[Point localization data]

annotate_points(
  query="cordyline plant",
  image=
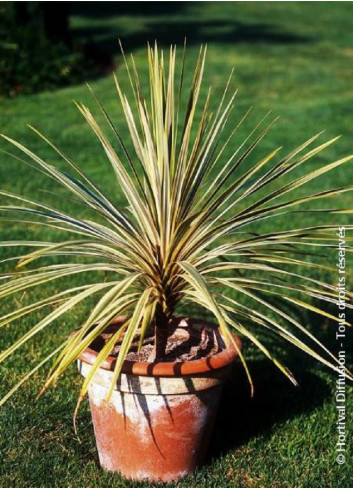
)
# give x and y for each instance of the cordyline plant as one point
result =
(188, 234)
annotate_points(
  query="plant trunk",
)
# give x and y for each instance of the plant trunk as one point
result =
(161, 333)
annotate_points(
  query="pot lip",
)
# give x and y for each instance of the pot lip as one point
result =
(170, 369)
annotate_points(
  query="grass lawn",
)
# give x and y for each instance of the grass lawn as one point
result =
(294, 58)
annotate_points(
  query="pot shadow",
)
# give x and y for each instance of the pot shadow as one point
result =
(275, 400)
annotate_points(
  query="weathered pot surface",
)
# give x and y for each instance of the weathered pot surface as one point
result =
(158, 421)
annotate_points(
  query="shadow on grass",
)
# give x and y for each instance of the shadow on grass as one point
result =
(241, 418)
(175, 25)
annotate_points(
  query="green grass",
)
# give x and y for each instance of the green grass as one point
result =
(294, 58)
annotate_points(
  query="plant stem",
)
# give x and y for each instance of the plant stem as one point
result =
(161, 333)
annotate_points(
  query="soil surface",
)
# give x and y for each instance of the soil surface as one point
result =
(188, 340)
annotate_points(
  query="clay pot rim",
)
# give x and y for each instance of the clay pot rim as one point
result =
(170, 369)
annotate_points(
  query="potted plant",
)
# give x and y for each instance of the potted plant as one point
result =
(189, 236)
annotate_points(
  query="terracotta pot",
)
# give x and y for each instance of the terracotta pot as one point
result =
(159, 419)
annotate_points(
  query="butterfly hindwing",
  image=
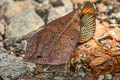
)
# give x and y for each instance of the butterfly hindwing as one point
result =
(87, 22)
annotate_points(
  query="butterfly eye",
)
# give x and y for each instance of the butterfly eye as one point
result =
(87, 22)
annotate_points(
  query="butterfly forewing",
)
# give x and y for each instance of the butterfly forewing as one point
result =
(87, 22)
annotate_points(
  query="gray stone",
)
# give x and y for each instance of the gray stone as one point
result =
(13, 67)
(22, 25)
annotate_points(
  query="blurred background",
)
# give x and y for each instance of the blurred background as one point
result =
(19, 19)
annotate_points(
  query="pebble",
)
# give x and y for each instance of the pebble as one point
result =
(13, 67)
(101, 77)
(108, 76)
(2, 2)
(2, 28)
(17, 7)
(109, 9)
(113, 25)
(7, 42)
(23, 25)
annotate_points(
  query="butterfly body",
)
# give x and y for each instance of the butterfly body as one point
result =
(54, 44)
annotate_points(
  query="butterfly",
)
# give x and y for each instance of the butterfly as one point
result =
(54, 44)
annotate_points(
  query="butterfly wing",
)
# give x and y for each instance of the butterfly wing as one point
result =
(87, 22)
(55, 43)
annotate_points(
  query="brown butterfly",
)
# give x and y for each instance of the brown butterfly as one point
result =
(54, 44)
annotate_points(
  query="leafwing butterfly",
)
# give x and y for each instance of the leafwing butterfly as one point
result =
(54, 44)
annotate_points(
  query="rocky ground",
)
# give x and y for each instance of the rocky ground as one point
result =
(20, 19)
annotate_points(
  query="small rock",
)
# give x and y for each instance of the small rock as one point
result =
(2, 50)
(13, 67)
(105, 23)
(18, 7)
(101, 77)
(7, 42)
(43, 11)
(56, 13)
(115, 15)
(81, 1)
(2, 28)
(116, 77)
(56, 3)
(101, 7)
(109, 9)
(108, 76)
(1, 38)
(113, 25)
(2, 2)
(1, 44)
(22, 25)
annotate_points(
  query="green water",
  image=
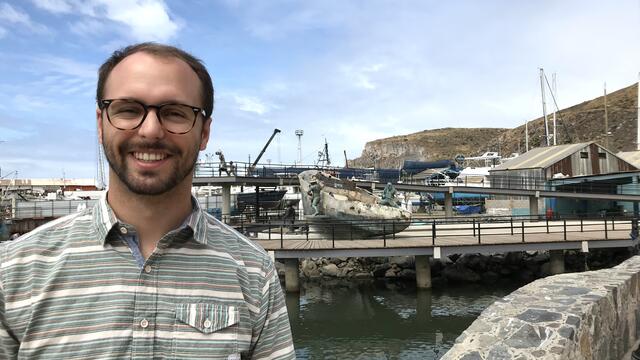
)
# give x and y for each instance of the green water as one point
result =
(384, 320)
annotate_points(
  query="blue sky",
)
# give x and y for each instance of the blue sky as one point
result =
(348, 71)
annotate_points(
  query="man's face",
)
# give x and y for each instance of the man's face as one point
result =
(149, 160)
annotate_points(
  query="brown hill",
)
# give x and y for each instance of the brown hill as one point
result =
(578, 123)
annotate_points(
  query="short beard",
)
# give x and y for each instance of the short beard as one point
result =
(141, 187)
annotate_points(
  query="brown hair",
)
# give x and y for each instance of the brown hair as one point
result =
(164, 51)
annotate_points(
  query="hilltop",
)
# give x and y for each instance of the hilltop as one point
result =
(579, 123)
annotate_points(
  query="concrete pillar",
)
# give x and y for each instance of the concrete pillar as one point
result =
(423, 272)
(556, 261)
(291, 275)
(226, 202)
(423, 304)
(448, 204)
(533, 207)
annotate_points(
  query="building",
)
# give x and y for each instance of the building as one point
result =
(584, 167)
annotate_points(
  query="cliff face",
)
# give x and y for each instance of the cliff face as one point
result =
(578, 123)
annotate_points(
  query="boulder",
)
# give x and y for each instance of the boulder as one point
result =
(460, 274)
(330, 270)
(403, 261)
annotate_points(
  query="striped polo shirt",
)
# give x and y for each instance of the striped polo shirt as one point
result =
(72, 289)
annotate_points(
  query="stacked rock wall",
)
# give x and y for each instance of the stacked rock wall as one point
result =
(588, 315)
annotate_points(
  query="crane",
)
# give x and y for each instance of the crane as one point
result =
(253, 166)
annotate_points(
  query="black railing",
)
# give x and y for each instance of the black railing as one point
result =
(443, 231)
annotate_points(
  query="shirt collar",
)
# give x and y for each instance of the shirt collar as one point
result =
(105, 220)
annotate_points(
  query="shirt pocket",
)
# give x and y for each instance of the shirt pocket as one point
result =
(206, 330)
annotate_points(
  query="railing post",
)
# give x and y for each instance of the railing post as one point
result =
(433, 232)
(547, 226)
(333, 235)
(393, 229)
(384, 234)
(474, 226)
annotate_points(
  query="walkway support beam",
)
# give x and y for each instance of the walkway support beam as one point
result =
(533, 208)
(226, 202)
(423, 272)
(448, 204)
(291, 275)
(556, 262)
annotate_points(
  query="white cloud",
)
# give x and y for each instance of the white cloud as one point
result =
(144, 20)
(147, 19)
(251, 104)
(54, 6)
(14, 16)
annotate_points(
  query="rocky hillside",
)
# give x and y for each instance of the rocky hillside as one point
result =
(578, 123)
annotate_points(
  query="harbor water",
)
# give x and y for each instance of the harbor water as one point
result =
(379, 320)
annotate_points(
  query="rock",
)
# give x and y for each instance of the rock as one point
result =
(489, 277)
(380, 270)
(407, 274)
(362, 275)
(391, 273)
(329, 270)
(460, 274)
(309, 268)
(403, 261)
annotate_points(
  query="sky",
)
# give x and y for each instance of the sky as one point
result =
(348, 71)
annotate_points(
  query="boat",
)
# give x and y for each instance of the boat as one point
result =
(267, 199)
(349, 212)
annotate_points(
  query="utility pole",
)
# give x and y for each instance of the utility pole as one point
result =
(544, 107)
(606, 119)
(554, 94)
(299, 134)
(638, 116)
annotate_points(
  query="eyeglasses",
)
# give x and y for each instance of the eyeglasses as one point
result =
(126, 114)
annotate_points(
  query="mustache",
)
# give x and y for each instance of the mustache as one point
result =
(149, 145)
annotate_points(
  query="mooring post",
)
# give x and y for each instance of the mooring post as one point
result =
(291, 276)
(423, 272)
(556, 262)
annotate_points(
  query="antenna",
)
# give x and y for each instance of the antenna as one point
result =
(299, 134)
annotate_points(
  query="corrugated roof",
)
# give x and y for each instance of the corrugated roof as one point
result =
(632, 157)
(541, 157)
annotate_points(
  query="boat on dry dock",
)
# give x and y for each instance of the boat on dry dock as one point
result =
(346, 211)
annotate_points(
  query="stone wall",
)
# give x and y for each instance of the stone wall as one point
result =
(588, 315)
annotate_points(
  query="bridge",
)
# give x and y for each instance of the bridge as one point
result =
(436, 237)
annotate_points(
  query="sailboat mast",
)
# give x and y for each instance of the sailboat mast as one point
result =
(544, 107)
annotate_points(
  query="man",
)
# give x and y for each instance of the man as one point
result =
(146, 273)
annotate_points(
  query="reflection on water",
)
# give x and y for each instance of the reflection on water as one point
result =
(383, 320)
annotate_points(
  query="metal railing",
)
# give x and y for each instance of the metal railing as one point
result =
(442, 231)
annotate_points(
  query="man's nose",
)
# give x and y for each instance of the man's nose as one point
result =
(151, 126)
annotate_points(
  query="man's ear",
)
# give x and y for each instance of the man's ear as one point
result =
(206, 130)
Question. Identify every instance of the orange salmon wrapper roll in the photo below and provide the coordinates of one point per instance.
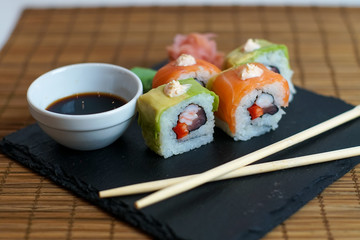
(251, 100)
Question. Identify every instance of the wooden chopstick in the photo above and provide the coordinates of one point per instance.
(216, 172)
(241, 172)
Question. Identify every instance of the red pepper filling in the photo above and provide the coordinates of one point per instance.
(255, 111)
(182, 129)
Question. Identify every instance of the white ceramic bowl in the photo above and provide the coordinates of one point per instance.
(91, 131)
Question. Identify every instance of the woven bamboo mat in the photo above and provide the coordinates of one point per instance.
(324, 45)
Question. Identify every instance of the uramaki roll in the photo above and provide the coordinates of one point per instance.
(185, 67)
(251, 100)
(177, 117)
(274, 56)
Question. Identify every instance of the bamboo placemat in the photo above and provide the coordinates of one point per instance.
(324, 45)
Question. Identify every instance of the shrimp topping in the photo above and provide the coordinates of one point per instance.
(175, 89)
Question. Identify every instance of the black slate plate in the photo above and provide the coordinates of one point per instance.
(245, 208)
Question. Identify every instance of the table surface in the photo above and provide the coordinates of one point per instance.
(324, 45)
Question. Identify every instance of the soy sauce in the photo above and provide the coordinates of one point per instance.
(86, 103)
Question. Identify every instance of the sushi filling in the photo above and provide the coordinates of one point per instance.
(192, 118)
(264, 104)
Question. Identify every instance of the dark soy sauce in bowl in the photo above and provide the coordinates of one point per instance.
(86, 103)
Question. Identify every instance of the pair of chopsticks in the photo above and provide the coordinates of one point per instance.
(236, 168)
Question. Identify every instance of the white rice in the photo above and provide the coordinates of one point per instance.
(279, 60)
(201, 136)
(247, 128)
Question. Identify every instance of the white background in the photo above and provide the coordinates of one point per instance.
(10, 10)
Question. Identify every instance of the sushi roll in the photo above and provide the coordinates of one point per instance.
(251, 100)
(273, 56)
(177, 117)
(185, 66)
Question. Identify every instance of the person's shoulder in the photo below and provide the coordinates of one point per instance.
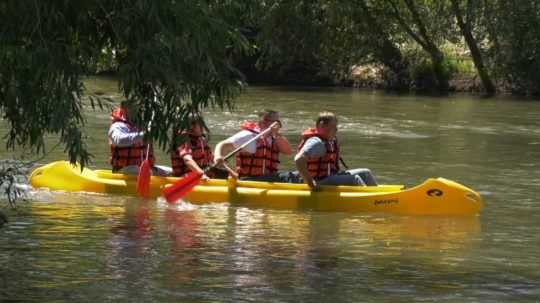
(241, 134)
(313, 141)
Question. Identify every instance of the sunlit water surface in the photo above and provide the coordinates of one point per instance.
(82, 247)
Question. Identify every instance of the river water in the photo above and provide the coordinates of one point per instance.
(81, 247)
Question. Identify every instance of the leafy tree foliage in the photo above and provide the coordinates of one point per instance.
(173, 59)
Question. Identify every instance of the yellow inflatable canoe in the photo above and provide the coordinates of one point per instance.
(433, 197)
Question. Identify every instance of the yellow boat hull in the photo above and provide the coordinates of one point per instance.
(433, 197)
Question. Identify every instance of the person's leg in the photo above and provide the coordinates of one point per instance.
(218, 173)
(161, 171)
(365, 174)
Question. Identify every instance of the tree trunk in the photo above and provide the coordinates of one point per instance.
(387, 52)
(473, 47)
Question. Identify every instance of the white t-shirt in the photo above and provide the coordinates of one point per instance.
(242, 137)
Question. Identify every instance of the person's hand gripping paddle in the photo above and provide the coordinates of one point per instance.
(183, 186)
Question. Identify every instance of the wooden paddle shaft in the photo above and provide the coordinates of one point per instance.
(264, 132)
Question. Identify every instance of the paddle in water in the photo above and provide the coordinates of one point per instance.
(183, 186)
(145, 170)
(143, 179)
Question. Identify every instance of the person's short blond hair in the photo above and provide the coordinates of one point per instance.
(325, 118)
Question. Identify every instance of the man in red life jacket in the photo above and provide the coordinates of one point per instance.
(259, 160)
(128, 149)
(318, 157)
(194, 153)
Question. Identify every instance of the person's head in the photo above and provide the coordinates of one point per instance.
(130, 109)
(326, 125)
(267, 117)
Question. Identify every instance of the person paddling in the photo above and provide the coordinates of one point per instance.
(318, 156)
(127, 146)
(258, 161)
(194, 153)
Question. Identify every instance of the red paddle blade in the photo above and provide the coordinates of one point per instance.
(143, 180)
(181, 187)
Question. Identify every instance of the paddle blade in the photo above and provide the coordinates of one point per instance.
(143, 180)
(181, 187)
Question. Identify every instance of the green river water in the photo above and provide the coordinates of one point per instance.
(88, 247)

• [EXERCISE BRIEF] Filter the data above, keeping only lines that include the string "grass".

• [RESULT OF THIS EXERCISE]
  query="grass lawn",
# give x and y for each instance of the grass lawn as one point
  query="shadow on grass",
# give x and y for each instance of the shadow on grass as one point
  query="green grass",
# give x and y for each instance of the green grass as one point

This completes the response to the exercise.